Render the records below as a two-column CSV with the header instruction,points. Give one row per record, with its text and its answer each in a single quoted field and line breaks replaced by spaces. Begin at the line that contains "Reviewer note. Check that every instance of the kitchen island" and stop after the line that contains "<point>99,101</point>".
:: RECORDS SUPPLIED
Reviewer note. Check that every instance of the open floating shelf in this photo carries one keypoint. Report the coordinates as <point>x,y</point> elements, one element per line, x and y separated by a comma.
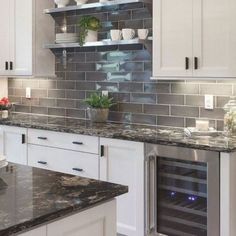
<point>94,5</point>
<point>99,44</point>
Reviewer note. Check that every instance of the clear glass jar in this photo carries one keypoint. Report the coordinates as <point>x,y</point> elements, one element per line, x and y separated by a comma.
<point>230,116</point>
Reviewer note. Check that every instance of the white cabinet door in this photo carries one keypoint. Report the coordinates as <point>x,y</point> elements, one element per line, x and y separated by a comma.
<point>214,38</point>
<point>66,161</point>
<point>24,30</point>
<point>5,35</point>
<point>172,37</point>
<point>14,144</point>
<point>96,221</point>
<point>42,231</point>
<point>21,47</point>
<point>123,163</point>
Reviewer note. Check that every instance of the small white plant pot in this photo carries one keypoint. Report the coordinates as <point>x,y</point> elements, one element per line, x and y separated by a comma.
<point>98,115</point>
<point>61,3</point>
<point>92,36</point>
<point>4,114</point>
<point>81,2</point>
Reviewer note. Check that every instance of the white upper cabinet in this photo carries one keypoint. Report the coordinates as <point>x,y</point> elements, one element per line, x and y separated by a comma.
<point>172,37</point>
<point>194,38</point>
<point>13,144</point>
<point>4,35</point>
<point>26,28</point>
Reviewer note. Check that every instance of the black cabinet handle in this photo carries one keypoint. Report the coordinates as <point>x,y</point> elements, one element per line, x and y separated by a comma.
<point>11,65</point>
<point>102,151</point>
<point>186,63</point>
<point>23,138</point>
<point>195,63</point>
<point>43,138</point>
<point>6,65</point>
<point>78,169</point>
<point>42,162</point>
<point>77,143</point>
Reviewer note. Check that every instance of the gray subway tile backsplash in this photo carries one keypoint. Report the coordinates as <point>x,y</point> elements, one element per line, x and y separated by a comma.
<point>125,72</point>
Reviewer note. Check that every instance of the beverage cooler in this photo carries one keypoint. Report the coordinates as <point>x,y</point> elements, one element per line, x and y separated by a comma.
<point>181,192</point>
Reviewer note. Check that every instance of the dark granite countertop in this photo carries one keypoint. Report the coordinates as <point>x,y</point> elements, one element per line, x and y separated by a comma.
<point>30,197</point>
<point>138,133</point>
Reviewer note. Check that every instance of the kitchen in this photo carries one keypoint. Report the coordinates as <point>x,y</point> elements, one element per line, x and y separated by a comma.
<point>167,146</point>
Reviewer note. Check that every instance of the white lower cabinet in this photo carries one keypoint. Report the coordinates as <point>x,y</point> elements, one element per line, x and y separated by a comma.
<point>66,161</point>
<point>123,163</point>
<point>13,144</point>
<point>96,221</point>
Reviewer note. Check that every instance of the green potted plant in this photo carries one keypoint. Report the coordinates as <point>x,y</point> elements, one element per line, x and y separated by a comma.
<point>98,107</point>
<point>88,27</point>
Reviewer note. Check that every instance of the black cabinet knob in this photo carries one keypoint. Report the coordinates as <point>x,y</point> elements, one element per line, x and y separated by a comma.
<point>78,169</point>
<point>6,65</point>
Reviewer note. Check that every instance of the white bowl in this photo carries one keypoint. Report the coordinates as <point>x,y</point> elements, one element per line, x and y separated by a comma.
<point>65,36</point>
<point>61,3</point>
<point>81,2</point>
<point>2,158</point>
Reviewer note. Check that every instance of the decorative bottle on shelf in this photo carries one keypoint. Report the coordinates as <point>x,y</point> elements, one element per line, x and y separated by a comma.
<point>230,117</point>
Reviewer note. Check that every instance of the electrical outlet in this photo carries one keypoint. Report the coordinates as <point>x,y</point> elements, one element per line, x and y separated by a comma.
<point>209,102</point>
<point>104,93</point>
<point>28,92</point>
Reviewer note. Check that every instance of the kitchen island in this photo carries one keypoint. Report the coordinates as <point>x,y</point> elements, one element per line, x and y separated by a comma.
<point>47,203</point>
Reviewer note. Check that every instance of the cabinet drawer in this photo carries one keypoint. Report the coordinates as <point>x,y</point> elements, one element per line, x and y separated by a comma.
<point>82,143</point>
<point>71,162</point>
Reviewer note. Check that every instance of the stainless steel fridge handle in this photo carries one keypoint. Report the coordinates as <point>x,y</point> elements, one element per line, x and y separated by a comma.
<point>147,196</point>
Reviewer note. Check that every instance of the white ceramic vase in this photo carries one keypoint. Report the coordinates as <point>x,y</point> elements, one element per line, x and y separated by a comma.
<point>81,2</point>
<point>61,3</point>
<point>92,36</point>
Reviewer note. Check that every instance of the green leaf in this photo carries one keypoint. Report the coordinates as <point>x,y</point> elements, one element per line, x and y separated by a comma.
<point>99,101</point>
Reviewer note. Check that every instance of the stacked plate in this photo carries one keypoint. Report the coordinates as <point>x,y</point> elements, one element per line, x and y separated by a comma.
<point>66,38</point>
<point>3,161</point>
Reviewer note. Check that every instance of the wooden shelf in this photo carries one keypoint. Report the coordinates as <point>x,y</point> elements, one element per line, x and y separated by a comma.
<point>99,44</point>
<point>94,5</point>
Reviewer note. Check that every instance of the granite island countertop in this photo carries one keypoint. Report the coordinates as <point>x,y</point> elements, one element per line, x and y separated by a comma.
<point>30,197</point>
<point>137,133</point>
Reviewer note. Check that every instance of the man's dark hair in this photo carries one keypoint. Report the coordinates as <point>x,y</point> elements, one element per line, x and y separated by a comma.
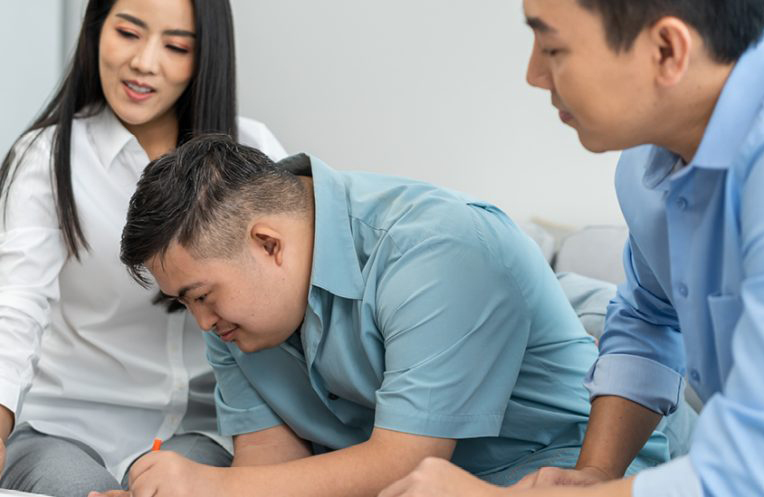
<point>728,27</point>
<point>202,196</point>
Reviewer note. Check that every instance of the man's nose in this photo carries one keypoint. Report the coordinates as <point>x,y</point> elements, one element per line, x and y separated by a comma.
<point>205,318</point>
<point>537,73</point>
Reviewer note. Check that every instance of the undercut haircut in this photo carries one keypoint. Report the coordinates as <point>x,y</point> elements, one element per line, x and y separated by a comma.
<point>728,27</point>
<point>203,196</point>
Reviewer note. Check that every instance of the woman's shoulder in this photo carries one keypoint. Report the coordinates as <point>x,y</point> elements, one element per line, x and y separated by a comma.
<point>256,134</point>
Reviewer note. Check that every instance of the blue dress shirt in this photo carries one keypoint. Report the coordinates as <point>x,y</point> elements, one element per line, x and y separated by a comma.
<point>428,313</point>
<point>693,302</point>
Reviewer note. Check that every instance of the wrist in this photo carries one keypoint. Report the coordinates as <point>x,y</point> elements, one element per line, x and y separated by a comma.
<point>601,473</point>
<point>6,422</point>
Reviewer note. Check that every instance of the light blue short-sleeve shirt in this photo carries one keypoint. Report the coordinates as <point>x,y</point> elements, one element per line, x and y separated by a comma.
<point>428,313</point>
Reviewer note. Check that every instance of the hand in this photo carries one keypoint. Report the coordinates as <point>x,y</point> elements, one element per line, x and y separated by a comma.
<point>553,477</point>
<point>439,478</point>
<point>6,426</point>
<point>167,474</point>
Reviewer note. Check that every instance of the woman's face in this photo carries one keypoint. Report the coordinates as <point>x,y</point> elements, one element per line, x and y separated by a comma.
<point>146,59</point>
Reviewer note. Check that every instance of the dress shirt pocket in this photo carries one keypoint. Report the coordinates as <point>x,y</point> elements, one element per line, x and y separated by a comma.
<point>725,312</point>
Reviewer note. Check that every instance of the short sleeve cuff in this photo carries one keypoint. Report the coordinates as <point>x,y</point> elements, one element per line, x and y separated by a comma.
<point>235,421</point>
<point>674,479</point>
<point>440,426</point>
<point>644,381</point>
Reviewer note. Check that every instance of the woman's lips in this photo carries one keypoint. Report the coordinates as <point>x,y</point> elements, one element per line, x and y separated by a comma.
<point>137,92</point>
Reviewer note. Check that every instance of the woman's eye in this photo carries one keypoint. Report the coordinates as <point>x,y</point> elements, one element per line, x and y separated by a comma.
<point>127,34</point>
<point>177,49</point>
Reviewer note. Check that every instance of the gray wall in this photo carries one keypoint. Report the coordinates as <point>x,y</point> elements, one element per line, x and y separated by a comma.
<point>432,89</point>
<point>32,37</point>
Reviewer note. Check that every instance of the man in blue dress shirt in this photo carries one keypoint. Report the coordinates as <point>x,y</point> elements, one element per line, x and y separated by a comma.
<point>681,85</point>
<point>361,323</point>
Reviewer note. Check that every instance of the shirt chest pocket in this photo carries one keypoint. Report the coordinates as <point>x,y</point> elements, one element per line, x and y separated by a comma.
<point>725,311</point>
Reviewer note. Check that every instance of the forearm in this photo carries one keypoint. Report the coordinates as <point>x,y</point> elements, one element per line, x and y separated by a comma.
<point>6,422</point>
<point>615,488</point>
<point>618,429</point>
<point>358,471</point>
<point>271,446</point>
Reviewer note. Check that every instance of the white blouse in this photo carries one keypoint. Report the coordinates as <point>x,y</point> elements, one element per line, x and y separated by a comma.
<point>83,352</point>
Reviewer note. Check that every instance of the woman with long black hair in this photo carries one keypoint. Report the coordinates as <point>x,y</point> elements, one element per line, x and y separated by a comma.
<point>90,370</point>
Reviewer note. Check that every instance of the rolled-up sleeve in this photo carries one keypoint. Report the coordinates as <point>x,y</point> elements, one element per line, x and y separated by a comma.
<point>32,253</point>
<point>240,409</point>
<point>641,352</point>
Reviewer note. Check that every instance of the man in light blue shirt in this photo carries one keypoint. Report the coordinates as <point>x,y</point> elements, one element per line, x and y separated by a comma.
<point>681,85</point>
<point>361,323</point>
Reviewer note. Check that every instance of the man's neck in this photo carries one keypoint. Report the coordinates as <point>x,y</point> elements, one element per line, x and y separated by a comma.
<point>684,120</point>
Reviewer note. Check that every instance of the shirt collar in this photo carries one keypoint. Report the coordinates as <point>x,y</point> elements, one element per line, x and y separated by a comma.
<point>738,106</point>
<point>336,268</point>
<point>108,136</point>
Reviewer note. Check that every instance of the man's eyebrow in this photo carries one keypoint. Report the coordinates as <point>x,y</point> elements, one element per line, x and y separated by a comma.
<point>538,25</point>
<point>183,291</point>
<point>142,24</point>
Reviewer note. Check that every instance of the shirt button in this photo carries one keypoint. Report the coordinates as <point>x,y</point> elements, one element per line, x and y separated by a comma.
<point>695,376</point>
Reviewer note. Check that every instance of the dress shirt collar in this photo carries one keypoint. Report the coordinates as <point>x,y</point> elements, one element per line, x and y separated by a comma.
<point>737,107</point>
<point>336,268</point>
<point>108,135</point>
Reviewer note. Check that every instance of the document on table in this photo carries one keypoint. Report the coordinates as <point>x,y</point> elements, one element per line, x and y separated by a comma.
<point>13,493</point>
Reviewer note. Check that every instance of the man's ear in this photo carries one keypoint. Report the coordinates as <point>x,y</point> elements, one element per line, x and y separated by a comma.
<point>267,241</point>
<point>672,43</point>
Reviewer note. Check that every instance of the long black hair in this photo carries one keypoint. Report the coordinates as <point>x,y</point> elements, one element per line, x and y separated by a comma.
<point>207,105</point>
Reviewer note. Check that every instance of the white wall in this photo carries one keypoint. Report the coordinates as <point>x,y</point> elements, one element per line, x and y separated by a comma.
<point>430,89</point>
<point>31,39</point>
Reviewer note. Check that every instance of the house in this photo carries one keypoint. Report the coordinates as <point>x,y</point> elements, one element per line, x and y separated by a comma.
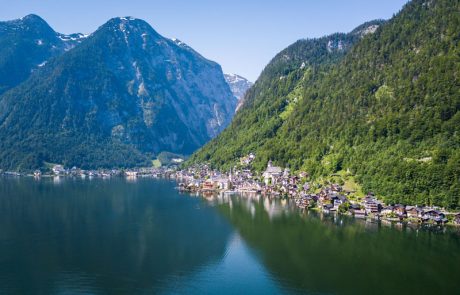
::::
> [FINISHED ANSWER]
instruction,points
"Reviewer note. Check that every instance of the kitchen island in this photo carries one keypoint. Report the coordinates as <point>x,y</point> elements, one element per line, x and y separated by a comma.","<point>47,203</point>"
"Reviewer note. Check that every instance of the cabinet drawer in this photo carries one keypoint. Report the coordinates as <point>x,y</point> elements, one element per line, x and y separated by a comma.","<point>82,143</point> <point>71,162</point>"
"Reviewer note. Check that every instance of the stainless steel fridge handle in this photo carries one keypoint. Report the coordinates as <point>x,y</point> elements, one element per line, x and y separated by a comma.","<point>147,196</point>"
"Reviewer note. Check that every instance of the white ceramic vase in this photo carries one keypoint. Report the coordinates as <point>x,y</point> elements, one element per line, x and y separated by a comma.","<point>81,2</point> <point>61,3</point> <point>92,36</point>"
"Reviewer note. Check that every instance of the green leaf in this photo carries one keypoint. Report the coordinates as <point>x,y</point> elements, one element per line, x and y separated by a comma.","<point>99,101</point>"